Een belastingplichtige die na afloop van het tijdvak een bedrag aan belasting moet betalen, kan de in rekening te brengen heffingsrente beperken door de Belastingdienst te verzoeken een (nadere) voorlopige aanslag vast te stellen voor het bedrag dat hij verschuldigd zal worden. De Belastingdienst zal steeds zo snel mogelijk, maar in elk geval binnen drie maanden na binnenkomst van een duidelijk en volledig verzoek om de vaststelling van een (nadere) voorlopige aanslag, deze (nadere) voorlopige aanslag vaststellen. Indien de Belastingdienst vervolgens niet binnen drie maanden een (nadere) voorlopige aanslag vaststelt, zal de heffingsrente berekend over de periode van de aan de Belastingdienst te wijten vertraging op verzoek van de belastingplichtige worden verminderd. Beperking van de in rekening te brengen heffingsrente, buiten de hiervoor genoemde toezegging, kan alleen aan de orde komen als de inspecteur zo weinig voortvarend te werk is gegaan dat hij, door het aan belanghebbende in rekening brengen van heffingsrente, enig beginsel van behoorlijk bestuur schendt.

(…)”

4.2 De Hoge Raad heeft in het arrest van 24 december 2010, nr. 09/05111, LJN BM7365, BNB 2011/82 geoordeeld dat geen beleid bestaat op grond waarvan de Inspecteur onder omstandigheden ter voorkoming van het oplopen van heffingsrente een (voorlopige) aanslag moet opleggen op een eerder tijdstip dan drie maanden nadat de belastingplichtige aangifte heeft gedaan of om het opleggen van een (voorlopige) aanslag heeft verzocht, en dat onderdeel 2.3.1 van het onder 4.1 genoemde Besluit ook niet als zodanig beleid kan worden opgevat. Dat onderdeel verwijst wel naar de mogelijkheid van beperking van heffingsrente indien de Inspecteur zo weinig voortvarend te werk is gegaan dat hij door heffingsrente in rekening te brengen in strijd zou handelen met enig beginsel van behoorlijk bestuur. Direct daaraan voorafgaand is in het Besluit echter een passage opgenomen over beperking van heffingsrente indien niet binnen een termijn van drie maanden een (nadere) voorlopige aanslag wordt vastgesteld. In deze context moet aangenomen worden, aldus de Hoge Raad, dat de Staatssecretaris bij het opstellen van het Besluit ervan is uitgegaan dat in gevallen waarin de Inspecteur binnen de bedoelde termijn van drie maanden een voorlopige aanslag oplegt, die Inspecteur niet kan worden verweten dat hij te weinig voortvarend te werk is gegaan. De verwijzing in het Besluit naar beginselen van behoorlijk bestuur heeft daarom kennelijk niet het oog op deze gevallen.

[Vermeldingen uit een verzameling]
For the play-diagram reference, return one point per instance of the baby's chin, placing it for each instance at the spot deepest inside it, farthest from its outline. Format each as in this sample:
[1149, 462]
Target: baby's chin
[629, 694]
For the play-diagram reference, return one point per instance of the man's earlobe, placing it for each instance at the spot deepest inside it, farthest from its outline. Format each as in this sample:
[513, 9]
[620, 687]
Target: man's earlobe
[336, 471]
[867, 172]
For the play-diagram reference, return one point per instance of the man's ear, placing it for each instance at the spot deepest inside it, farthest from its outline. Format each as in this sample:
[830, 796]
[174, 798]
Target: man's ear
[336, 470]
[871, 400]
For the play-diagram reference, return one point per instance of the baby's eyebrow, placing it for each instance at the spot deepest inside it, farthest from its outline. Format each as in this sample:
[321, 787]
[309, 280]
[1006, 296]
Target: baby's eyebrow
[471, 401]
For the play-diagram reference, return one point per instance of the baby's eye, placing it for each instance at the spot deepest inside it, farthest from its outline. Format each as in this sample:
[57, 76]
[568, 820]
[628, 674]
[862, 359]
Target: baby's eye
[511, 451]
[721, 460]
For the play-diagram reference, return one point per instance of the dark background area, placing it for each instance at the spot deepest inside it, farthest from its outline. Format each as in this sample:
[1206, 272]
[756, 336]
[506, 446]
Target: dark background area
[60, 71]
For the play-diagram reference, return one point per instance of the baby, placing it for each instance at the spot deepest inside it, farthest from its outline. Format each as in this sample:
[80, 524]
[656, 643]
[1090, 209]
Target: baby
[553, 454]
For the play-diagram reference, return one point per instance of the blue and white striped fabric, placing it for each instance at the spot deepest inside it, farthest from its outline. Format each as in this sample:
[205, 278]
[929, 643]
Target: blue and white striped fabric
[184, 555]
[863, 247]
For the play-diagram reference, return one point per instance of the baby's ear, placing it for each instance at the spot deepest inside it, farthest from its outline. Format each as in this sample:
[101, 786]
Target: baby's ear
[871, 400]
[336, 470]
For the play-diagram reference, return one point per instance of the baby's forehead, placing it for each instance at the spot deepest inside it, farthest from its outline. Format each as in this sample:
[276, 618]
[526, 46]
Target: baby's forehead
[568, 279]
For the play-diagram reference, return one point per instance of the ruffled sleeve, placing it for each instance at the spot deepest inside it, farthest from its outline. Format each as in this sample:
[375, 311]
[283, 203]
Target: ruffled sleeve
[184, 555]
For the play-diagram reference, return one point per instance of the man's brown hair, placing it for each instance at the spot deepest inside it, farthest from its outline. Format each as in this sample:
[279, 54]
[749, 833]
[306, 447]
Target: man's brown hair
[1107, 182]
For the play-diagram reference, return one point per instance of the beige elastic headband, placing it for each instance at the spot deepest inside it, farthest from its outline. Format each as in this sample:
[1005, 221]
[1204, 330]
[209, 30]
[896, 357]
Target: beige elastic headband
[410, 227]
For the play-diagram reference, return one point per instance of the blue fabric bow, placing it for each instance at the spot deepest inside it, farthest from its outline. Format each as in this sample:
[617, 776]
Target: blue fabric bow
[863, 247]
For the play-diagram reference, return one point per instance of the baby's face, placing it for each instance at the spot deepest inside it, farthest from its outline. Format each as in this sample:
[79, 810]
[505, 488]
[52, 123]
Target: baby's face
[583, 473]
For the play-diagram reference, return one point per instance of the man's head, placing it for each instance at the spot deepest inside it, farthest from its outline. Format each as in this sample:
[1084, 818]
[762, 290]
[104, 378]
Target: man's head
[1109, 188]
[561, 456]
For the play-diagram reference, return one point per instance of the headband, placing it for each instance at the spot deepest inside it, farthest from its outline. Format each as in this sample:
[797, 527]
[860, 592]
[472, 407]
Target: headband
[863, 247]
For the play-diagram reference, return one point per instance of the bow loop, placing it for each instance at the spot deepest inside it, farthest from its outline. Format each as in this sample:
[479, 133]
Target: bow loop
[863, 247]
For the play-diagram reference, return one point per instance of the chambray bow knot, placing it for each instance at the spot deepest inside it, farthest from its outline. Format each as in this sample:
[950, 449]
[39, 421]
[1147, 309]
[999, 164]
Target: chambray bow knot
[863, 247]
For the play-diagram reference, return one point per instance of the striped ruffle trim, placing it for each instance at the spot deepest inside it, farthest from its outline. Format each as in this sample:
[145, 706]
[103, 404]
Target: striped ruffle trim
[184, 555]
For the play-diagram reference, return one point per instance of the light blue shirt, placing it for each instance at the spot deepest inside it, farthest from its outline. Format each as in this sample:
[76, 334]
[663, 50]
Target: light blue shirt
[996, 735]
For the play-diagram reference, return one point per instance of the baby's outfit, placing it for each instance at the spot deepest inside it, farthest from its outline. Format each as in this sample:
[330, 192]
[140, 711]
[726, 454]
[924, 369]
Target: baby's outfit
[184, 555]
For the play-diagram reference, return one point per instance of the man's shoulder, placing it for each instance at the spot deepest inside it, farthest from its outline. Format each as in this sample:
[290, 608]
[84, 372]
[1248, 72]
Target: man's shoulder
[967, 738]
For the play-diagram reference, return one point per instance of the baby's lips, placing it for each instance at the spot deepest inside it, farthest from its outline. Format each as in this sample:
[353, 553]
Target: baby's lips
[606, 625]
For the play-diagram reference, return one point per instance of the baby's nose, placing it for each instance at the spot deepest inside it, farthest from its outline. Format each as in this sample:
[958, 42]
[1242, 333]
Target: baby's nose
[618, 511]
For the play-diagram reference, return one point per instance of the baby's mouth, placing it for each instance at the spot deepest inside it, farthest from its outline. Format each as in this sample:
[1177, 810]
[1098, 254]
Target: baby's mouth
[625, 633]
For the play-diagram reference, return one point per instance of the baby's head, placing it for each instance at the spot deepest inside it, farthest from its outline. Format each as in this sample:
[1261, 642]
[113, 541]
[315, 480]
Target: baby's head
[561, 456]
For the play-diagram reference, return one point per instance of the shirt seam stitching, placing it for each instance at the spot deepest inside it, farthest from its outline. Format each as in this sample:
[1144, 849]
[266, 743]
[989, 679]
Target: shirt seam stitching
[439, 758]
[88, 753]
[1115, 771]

[Opdracht A] Binnen welke termijn stelt de Belastingdienst volgens de passage over heffingsrente uiterlijk een (nadere) voorlopige aanslag vast na een duidelijk en volledig verzoek daartoe?
[Opdracht B] Schrijf de passage over heffingsrente verder, te beginnen na de laatste zin.
De records hebben niets met de passage over heffingsrente te maken.

[Uitkomst A] Binnen drie maanden na binnenkomst van het verzoek.

[Uitkomst B]
4.3 Het Hof is met de Rechtbank van oordeel, dat de Inspecteur terecht en berekend naar het juiste bedrag heffingsrente in rekening heeft gebracht over de periode van 1 juli 2008 tot en met 11 september 2008 en dat een verdere beperking geen steun vindt in het recht.

slotsom

Op grond van het vorenstaande is het hoger beroep ongegrond.

5. Kosten

Het Hof acht geen termen aanwezig voor een veroordeling in de proceskosten.

6. Beslissing

Het Hof bevestigt de uitspraak van de Rechtbank.

Deze uitspraak is gedaan door mr. E. Polak, voorzitter, mr. R.F.C. Spek en mr. J. Huiskes, in tegenwoordigheid van mr. H. de Jong als griffier.

De beslissing is op 24 mei 2011 in het openbaar uitgesproken.

De griffier, De voorzitter,

H. de Jong E. Polak

Afschriften zijn aangetekend per post verzonden op 25 mei 2011

Tegen deze uitspraak kunnen beide partijen binnen zes weken na de verzenddatum beroep in cassatie instellen bij

de Hoge Raad der Nederlanden (belastingkamer)

Postbus 20303,

2500 EH Den Haag.

Daarbij moet het volgende in acht worden genomen:

1 - bij het beroepschrift wordt een afschrift van deze uitspraak overgelegd;

2 - het beroepschrift moet ondertekend zijn en ten minste het volgende vermelden:

a. de naam en het adres van de indiener;

b. de dagtekening;

c. een omschrijving van de uitspraak waartegen het beroep in cassatie is gericht;

d. de gronden van het beroep in cassatie.

Voor het instellen van beroep in cassatie is griffierecht verschuldigd. Na het instellen van beroep in cassatie ontvangt de indiener een nota griffierecht van de griffier van de Hoge Raad. In het cassatieberoepschrift kan de Hoge Raad verzocht worden om de wederpartij te veroordelen in de proceskosten.